_Aim of the task:_ Give back the line that contains "Target: branch node" and every following line, exactly as they appear, through the end of the data.

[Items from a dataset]
■ ■ ■ ■ ■

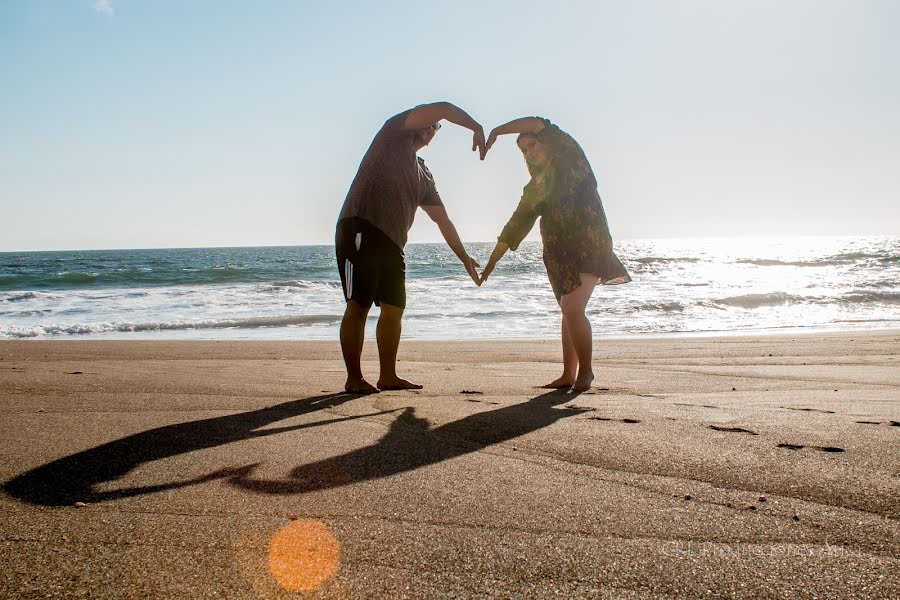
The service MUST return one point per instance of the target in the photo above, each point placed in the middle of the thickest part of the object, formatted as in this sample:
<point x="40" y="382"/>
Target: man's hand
<point x="471" y="265"/>
<point x="478" y="142"/>
<point x="484" y="274"/>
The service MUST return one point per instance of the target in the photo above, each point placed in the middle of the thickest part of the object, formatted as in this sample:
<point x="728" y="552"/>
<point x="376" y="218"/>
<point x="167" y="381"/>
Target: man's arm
<point x="438" y="214"/>
<point x="426" y="115"/>
<point x="523" y="125"/>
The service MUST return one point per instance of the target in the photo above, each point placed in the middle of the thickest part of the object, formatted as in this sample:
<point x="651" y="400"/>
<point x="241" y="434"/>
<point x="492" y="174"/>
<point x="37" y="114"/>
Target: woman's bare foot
<point x="562" y="382"/>
<point x="360" y="386"/>
<point x="583" y="383"/>
<point x="397" y="384"/>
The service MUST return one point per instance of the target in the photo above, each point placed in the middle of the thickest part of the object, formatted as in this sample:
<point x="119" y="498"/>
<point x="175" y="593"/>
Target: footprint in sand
<point x="611" y="419"/>
<point x="476" y="393"/>
<point x="732" y="429"/>
<point x="819" y="448"/>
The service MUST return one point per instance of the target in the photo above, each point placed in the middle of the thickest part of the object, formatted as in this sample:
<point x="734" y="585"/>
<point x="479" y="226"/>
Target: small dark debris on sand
<point x="791" y="446"/>
<point x="732" y="429"/>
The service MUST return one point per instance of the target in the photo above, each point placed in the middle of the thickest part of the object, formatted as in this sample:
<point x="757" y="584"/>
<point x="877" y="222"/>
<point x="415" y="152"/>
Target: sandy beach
<point x="722" y="466"/>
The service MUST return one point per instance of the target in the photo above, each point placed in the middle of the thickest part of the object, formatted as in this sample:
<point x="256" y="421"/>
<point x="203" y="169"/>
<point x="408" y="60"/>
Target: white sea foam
<point x="680" y="286"/>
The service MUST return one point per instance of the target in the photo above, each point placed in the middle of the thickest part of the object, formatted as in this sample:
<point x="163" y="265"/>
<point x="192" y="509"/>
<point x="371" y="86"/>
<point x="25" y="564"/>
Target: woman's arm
<point x="523" y="125"/>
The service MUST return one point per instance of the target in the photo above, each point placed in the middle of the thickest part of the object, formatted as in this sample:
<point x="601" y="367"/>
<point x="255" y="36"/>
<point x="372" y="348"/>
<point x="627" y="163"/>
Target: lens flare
<point x="303" y="555"/>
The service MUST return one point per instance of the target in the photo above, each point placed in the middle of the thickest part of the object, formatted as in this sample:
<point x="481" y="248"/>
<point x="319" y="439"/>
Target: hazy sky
<point x="153" y="123"/>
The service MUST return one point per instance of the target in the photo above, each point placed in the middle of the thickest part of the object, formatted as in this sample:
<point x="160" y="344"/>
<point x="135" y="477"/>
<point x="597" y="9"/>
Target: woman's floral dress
<point x="573" y="224"/>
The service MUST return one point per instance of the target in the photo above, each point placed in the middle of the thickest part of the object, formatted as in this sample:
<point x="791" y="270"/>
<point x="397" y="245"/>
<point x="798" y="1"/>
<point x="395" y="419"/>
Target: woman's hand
<point x="492" y="138"/>
<point x="499" y="250"/>
<point x="487" y="271"/>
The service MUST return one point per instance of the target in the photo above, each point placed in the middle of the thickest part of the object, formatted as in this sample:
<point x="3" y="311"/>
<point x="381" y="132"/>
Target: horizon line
<point x="623" y="239"/>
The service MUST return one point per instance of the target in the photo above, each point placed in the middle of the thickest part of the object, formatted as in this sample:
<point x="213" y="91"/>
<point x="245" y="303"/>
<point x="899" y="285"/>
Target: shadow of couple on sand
<point x="408" y="444"/>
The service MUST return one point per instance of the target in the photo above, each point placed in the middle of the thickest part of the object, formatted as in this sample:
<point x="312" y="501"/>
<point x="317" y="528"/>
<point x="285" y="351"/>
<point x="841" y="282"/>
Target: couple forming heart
<point x="392" y="182"/>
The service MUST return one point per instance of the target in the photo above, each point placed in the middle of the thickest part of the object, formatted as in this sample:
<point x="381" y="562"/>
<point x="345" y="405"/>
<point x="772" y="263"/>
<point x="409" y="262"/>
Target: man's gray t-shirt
<point x="391" y="183"/>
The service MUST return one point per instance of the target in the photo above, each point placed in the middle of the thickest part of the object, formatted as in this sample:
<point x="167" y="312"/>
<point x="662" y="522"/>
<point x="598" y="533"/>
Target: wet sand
<point x="729" y="466"/>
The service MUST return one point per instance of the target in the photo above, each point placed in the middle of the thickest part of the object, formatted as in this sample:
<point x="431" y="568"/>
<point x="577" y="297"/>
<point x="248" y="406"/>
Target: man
<point x="392" y="182"/>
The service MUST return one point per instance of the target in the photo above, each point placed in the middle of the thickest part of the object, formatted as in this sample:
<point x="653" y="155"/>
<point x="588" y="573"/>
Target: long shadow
<point x="409" y="444"/>
<point x="73" y="478"/>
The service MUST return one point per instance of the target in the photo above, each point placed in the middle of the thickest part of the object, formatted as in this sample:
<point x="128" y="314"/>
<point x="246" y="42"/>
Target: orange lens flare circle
<point x="303" y="555"/>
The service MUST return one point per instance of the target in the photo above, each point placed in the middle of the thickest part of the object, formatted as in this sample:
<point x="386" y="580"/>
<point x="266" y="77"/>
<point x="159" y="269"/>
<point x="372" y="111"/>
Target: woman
<point x="577" y="246"/>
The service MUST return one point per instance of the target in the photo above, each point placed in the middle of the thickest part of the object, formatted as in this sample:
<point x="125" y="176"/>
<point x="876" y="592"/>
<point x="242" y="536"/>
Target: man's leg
<point x="353" y="333"/>
<point x="388" y="335"/>
<point x="579" y="328"/>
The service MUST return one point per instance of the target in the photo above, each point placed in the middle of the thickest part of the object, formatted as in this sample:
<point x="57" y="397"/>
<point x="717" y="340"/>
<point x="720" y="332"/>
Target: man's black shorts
<point x="371" y="265"/>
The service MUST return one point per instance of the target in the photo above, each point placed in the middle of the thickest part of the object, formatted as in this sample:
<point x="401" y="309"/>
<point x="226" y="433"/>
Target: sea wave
<point x="854" y="297"/>
<point x="759" y="300"/>
<point x="60" y="329"/>
<point x="649" y="260"/>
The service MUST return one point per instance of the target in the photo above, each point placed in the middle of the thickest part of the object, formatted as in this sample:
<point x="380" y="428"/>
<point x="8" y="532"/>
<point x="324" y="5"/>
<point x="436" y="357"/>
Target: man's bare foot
<point x="397" y="384"/>
<point x="360" y="386"/>
<point x="562" y="382"/>
<point x="583" y="383"/>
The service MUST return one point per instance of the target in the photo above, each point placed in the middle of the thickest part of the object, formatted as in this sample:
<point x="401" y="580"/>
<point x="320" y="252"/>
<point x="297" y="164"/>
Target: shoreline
<point x="743" y="466"/>
<point x="780" y="332"/>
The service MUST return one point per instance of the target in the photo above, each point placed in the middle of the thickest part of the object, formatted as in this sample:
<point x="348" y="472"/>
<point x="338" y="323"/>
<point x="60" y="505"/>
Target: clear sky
<point x="156" y="123"/>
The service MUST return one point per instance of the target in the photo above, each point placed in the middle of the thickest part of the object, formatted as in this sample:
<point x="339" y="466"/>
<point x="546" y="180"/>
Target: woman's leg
<point x="570" y="361"/>
<point x="579" y="328"/>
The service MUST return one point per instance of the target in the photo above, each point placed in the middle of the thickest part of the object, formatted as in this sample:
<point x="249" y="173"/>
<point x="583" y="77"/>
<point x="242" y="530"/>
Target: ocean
<point x="681" y="286"/>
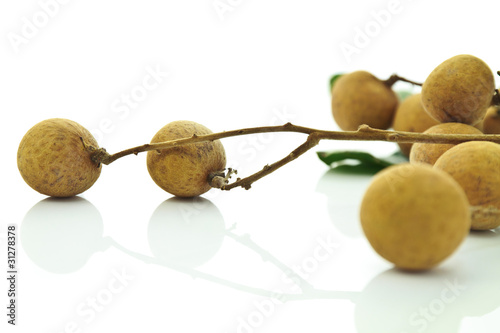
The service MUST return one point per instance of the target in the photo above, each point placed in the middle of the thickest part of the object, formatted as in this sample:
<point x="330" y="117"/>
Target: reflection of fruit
<point x="411" y="117"/>
<point x="60" y="235"/>
<point x="430" y="152"/>
<point x="54" y="158"/>
<point x="491" y="121"/>
<point x="414" y="216"/>
<point x="474" y="165"/>
<point x="183" y="171"/>
<point x="459" y="90"/>
<point x="361" y="98"/>
<point x="186" y="232"/>
<point x="433" y="303"/>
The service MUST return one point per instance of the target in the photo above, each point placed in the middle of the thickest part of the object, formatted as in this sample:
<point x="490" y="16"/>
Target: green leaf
<point x="333" y="79"/>
<point x="359" y="162"/>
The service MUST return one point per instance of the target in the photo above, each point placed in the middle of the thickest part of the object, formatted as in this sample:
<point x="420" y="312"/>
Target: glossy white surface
<point x="286" y="256"/>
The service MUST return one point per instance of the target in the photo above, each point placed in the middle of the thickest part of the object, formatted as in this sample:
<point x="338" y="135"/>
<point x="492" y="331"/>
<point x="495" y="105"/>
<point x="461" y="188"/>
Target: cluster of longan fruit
<point x="56" y="158"/>
<point x="417" y="214"/>
<point x="414" y="214"/>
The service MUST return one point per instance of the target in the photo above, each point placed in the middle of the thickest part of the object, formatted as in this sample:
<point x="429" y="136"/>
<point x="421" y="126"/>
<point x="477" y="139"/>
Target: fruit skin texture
<point x="183" y="171"/>
<point x="360" y="98"/>
<point x="491" y="121"/>
<point x="414" y="216"/>
<point x="54" y="161"/>
<point x="430" y="152"/>
<point x="474" y="165"/>
<point x="411" y="117"/>
<point x="459" y="90"/>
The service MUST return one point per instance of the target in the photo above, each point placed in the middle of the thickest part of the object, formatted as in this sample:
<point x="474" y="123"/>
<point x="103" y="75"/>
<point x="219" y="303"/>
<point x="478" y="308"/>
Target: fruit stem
<point x="395" y="78"/>
<point x="495" y="101"/>
<point x="364" y="133"/>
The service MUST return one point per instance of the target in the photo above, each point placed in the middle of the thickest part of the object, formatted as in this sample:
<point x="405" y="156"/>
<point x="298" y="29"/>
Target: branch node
<point x="364" y="128"/>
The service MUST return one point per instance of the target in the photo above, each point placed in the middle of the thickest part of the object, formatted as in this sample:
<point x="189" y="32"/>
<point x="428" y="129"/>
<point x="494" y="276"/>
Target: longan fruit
<point x="430" y="152"/>
<point x="460" y="90"/>
<point x="360" y="98"/>
<point x="411" y="117"/>
<point x="54" y="158"/>
<point x="183" y="171"/>
<point x="414" y="216"/>
<point x="491" y="121"/>
<point x="474" y="165"/>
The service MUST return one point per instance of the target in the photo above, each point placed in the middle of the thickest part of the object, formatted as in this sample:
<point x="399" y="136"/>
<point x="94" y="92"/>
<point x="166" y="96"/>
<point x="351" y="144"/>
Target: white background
<point x="247" y="63"/>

■ ■ ■ ■ ■

_Result of the exercise:_
Target: branch node
<point x="364" y="128"/>
The service MUST return one point per instance of the target in the photo above, each point placed in the middle of the thickest part of the object, formatted as in this sample:
<point x="189" y="32"/>
<point x="428" y="129"/>
<point x="494" y="276"/>
Target: longan fruit
<point x="430" y="152"/>
<point x="460" y="90"/>
<point x="360" y="98"/>
<point x="411" y="117"/>
<point x="54" y="158"/>
<point x="183" y="171"/>
<point x="414" y="216"/>
<point x="491" y="121"/>
<point x="474" y="165"/>
The service MUST return one point per instance of the target in the photo above, each point placed in the middle of the thickest part of the object, formatted as in this sample:
<point x="399" y="136"/>
<point x="94" y="92"/>
<point x="166" y="96"/>
<point x="351" y="144"/>
Target: white background
<point x="247" y="63"/>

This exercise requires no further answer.